--- Instructions for the task ---
Two lines mark the range in the entries below: the one holding "Target: fish eye" and the one holding "mark: the fishing lure". Set down those two and all lines between them, exactly.

--- Data supplied ---
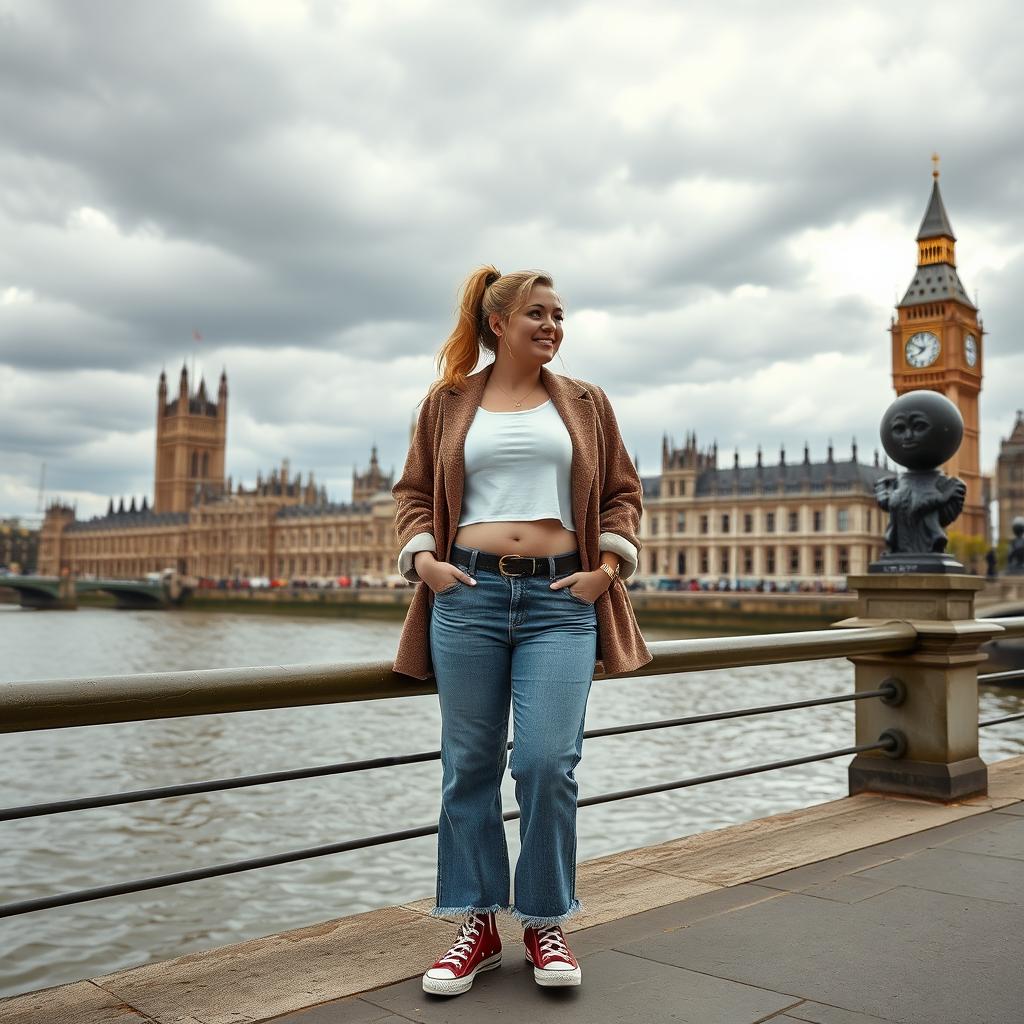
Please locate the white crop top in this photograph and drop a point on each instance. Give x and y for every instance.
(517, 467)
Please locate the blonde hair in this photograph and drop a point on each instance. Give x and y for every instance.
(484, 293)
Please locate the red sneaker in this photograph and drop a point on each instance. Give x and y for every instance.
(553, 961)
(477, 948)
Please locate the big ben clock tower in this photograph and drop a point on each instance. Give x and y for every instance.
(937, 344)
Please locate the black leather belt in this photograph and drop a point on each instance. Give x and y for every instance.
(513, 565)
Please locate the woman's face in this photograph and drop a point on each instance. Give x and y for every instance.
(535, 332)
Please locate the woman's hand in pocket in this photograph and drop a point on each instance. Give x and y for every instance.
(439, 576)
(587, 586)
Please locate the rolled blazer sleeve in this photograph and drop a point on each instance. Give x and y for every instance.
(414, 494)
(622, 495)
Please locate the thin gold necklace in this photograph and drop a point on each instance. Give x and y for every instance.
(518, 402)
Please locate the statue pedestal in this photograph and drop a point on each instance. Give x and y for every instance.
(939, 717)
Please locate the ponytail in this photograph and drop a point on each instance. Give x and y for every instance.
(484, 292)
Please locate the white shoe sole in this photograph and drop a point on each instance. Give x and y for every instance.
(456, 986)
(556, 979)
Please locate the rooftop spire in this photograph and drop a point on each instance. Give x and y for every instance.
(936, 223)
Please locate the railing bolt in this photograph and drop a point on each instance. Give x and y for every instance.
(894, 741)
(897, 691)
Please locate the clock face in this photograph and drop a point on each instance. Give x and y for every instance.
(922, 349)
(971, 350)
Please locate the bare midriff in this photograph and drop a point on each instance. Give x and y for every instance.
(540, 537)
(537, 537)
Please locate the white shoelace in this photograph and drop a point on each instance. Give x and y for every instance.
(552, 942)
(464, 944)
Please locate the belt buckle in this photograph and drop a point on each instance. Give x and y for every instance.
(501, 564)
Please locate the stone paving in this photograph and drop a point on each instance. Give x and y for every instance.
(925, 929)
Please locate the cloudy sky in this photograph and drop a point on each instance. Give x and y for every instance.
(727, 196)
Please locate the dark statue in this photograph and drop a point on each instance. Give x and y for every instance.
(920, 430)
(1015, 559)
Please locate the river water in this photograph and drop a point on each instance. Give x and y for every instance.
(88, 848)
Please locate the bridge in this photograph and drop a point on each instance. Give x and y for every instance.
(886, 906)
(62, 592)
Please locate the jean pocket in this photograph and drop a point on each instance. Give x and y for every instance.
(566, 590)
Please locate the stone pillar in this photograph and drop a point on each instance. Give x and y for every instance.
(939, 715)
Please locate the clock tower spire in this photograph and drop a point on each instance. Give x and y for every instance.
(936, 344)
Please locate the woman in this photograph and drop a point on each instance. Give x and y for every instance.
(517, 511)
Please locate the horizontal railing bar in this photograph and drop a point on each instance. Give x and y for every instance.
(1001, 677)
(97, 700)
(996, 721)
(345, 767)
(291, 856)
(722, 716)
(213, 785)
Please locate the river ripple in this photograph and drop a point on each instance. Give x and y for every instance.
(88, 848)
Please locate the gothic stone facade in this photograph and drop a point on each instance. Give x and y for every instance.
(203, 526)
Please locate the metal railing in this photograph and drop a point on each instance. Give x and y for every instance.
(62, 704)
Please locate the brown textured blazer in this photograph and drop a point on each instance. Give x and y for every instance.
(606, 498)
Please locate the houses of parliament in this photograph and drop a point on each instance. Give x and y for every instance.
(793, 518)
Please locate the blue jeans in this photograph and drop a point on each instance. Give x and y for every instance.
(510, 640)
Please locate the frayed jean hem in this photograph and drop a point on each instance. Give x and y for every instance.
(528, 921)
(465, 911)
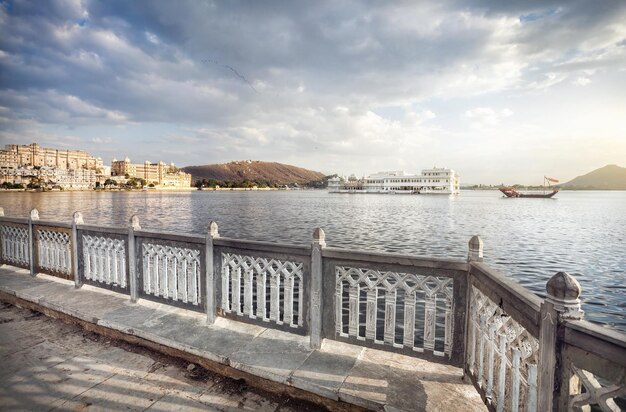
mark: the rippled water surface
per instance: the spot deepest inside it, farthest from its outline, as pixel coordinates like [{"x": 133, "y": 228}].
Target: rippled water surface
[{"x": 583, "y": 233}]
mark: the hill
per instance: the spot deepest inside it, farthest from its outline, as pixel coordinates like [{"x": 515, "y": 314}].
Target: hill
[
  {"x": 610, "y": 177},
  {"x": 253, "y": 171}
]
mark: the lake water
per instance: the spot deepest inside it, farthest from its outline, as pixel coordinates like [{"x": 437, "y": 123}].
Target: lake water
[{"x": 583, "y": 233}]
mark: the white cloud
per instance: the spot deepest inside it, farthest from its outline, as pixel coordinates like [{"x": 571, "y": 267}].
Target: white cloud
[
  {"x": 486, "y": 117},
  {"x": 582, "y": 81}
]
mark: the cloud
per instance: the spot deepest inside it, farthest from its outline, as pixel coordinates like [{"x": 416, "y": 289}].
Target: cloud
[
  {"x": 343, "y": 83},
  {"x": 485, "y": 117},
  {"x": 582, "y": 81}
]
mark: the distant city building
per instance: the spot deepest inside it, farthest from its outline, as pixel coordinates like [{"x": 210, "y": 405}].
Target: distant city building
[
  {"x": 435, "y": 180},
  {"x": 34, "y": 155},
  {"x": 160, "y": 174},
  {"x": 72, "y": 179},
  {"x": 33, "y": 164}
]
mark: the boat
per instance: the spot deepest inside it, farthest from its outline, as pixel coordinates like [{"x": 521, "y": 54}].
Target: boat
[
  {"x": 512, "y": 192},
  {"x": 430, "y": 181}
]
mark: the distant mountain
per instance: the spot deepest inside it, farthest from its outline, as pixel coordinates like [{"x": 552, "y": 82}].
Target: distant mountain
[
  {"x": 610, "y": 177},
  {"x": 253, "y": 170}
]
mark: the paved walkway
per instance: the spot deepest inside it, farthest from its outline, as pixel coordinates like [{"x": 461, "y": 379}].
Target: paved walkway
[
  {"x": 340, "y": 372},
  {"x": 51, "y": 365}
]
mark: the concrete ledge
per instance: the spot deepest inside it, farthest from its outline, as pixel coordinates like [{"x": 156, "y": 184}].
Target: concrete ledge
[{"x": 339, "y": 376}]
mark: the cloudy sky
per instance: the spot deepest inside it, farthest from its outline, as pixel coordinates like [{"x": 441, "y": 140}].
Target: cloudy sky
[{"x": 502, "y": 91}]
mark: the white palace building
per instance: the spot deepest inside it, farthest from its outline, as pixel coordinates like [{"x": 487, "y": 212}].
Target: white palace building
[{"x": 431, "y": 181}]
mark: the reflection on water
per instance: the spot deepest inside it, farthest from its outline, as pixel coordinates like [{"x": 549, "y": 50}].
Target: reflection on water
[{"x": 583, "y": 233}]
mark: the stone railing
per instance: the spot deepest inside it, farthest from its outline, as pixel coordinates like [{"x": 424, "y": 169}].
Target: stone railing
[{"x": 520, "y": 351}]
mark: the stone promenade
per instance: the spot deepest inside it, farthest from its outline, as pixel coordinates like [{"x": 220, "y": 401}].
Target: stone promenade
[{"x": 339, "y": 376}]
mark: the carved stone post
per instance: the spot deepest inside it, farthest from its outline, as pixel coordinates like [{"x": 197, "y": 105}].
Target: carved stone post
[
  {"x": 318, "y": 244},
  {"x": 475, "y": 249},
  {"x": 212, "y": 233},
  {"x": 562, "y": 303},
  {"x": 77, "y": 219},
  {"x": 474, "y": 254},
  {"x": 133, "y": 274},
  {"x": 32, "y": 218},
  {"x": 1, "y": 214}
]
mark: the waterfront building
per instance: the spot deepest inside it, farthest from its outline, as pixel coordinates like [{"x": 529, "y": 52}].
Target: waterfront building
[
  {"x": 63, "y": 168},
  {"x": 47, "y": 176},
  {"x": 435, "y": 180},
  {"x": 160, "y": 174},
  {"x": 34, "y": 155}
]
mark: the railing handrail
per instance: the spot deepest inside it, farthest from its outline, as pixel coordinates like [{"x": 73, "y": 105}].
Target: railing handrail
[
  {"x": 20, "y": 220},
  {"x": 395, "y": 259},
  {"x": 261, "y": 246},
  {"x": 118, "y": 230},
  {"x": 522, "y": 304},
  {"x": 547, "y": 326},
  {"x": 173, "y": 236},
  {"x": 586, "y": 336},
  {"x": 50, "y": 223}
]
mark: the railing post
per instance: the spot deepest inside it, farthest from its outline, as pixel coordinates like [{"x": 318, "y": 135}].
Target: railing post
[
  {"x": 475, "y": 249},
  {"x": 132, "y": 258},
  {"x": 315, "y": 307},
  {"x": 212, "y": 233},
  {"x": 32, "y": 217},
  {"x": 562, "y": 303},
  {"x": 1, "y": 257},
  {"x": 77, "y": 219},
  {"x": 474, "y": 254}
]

==

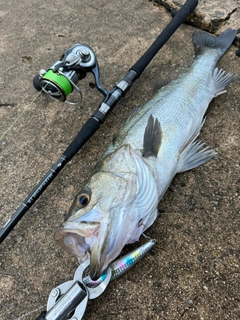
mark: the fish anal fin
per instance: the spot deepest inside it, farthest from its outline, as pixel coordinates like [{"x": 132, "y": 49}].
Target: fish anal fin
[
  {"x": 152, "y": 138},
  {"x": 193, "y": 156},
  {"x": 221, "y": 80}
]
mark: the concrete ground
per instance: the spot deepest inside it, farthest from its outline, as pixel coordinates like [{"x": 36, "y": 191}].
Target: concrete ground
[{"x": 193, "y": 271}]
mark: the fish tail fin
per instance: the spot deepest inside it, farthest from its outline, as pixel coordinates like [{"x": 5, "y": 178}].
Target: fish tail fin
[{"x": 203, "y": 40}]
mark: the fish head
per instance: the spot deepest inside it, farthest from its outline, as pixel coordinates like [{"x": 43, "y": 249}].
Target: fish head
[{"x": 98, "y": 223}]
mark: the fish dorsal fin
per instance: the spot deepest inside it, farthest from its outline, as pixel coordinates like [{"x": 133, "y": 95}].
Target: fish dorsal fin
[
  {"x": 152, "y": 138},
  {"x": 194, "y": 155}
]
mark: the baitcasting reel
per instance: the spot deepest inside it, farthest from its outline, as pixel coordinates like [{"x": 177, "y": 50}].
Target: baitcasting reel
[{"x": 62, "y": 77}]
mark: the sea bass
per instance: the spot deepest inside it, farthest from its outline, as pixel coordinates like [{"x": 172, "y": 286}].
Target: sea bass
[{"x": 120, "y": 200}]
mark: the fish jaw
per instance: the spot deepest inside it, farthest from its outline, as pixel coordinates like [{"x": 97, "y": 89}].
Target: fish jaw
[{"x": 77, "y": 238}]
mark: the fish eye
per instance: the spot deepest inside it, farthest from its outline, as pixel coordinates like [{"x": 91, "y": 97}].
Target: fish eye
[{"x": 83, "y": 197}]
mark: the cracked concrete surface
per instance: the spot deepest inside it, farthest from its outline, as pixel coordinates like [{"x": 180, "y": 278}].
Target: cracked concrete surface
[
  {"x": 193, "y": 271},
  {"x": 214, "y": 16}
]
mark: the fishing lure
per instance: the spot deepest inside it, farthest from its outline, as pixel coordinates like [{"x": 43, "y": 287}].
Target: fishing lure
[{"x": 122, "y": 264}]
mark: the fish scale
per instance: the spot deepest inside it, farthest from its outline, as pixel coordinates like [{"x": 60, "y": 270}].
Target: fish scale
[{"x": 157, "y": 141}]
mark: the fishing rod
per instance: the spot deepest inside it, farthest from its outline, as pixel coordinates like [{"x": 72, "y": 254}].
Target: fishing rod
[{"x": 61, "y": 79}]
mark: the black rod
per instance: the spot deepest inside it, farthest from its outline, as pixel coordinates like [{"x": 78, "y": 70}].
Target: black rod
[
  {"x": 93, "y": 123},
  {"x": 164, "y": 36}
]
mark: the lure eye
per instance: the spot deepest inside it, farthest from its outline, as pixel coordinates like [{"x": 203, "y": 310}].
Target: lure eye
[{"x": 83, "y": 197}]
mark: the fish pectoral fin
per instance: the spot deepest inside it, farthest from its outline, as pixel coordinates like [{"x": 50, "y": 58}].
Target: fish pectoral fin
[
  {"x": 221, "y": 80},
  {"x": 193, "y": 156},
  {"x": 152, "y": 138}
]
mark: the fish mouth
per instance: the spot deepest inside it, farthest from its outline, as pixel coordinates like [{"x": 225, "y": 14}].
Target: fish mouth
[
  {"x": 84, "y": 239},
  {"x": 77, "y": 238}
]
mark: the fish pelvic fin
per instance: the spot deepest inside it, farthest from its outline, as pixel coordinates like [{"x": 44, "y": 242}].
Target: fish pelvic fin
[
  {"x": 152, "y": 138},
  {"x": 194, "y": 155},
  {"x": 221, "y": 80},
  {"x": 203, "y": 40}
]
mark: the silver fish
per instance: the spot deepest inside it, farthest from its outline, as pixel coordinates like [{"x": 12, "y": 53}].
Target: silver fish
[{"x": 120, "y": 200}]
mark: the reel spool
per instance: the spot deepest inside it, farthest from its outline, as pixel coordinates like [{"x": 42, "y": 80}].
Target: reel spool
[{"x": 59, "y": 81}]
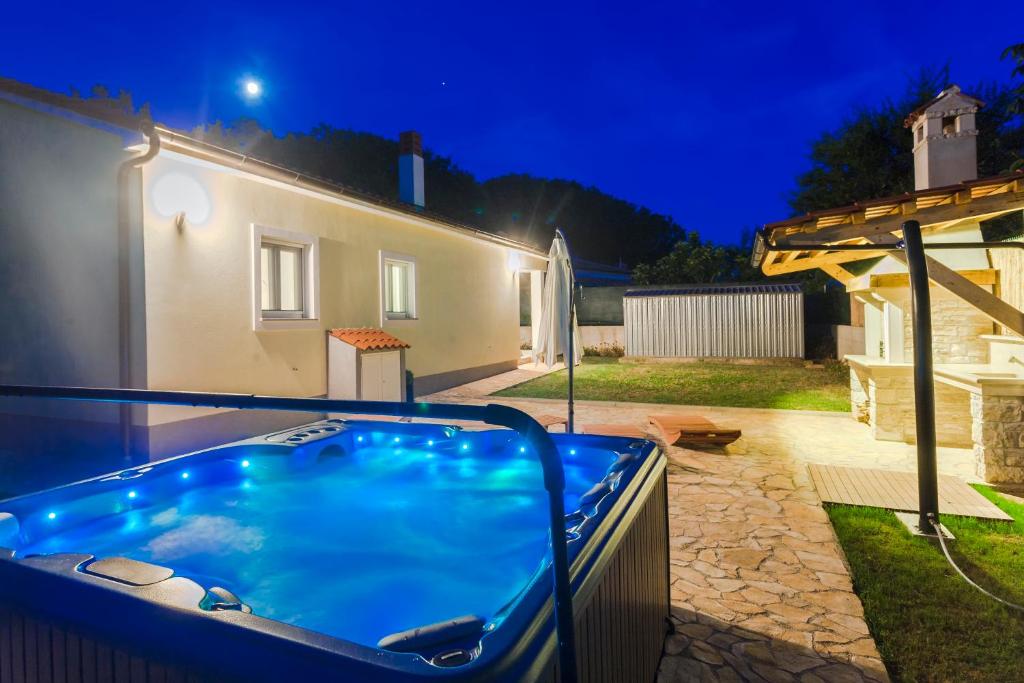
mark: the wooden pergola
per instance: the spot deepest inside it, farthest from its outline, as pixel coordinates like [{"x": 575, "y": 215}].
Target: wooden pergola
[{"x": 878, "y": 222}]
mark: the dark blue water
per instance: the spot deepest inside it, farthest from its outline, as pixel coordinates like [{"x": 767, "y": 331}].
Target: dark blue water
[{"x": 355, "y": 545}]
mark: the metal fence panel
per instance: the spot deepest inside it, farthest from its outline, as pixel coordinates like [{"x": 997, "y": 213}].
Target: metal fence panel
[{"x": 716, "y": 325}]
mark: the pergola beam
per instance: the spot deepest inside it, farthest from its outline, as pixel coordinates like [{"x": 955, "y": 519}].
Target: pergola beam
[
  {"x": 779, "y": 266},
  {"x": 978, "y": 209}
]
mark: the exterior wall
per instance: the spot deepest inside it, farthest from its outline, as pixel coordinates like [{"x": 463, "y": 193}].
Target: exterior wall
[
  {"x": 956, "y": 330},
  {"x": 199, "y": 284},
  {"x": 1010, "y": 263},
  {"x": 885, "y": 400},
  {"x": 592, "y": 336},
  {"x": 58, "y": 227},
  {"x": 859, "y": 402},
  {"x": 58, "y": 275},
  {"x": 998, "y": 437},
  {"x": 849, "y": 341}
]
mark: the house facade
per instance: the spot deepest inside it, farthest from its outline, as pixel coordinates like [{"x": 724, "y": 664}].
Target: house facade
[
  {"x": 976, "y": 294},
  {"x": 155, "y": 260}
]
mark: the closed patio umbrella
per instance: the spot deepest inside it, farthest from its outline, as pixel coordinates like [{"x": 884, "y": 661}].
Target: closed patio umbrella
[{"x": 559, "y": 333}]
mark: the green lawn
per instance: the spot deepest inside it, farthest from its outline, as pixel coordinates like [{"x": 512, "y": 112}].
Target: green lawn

--- Response to the exercise ---
Target: fish eye
[{"x": 83, "y": 197}]
mark: the cracked concrete surface
per instance: the spot deepest inside it, farthest from its outline, as pixel coordinates like [{"x": 180, "y": 278}].
Target: cracked concrete surface
[
  {"x": 193, "y": 271},
  {"x": 214, "y": 16}
]
mark: the fishing lure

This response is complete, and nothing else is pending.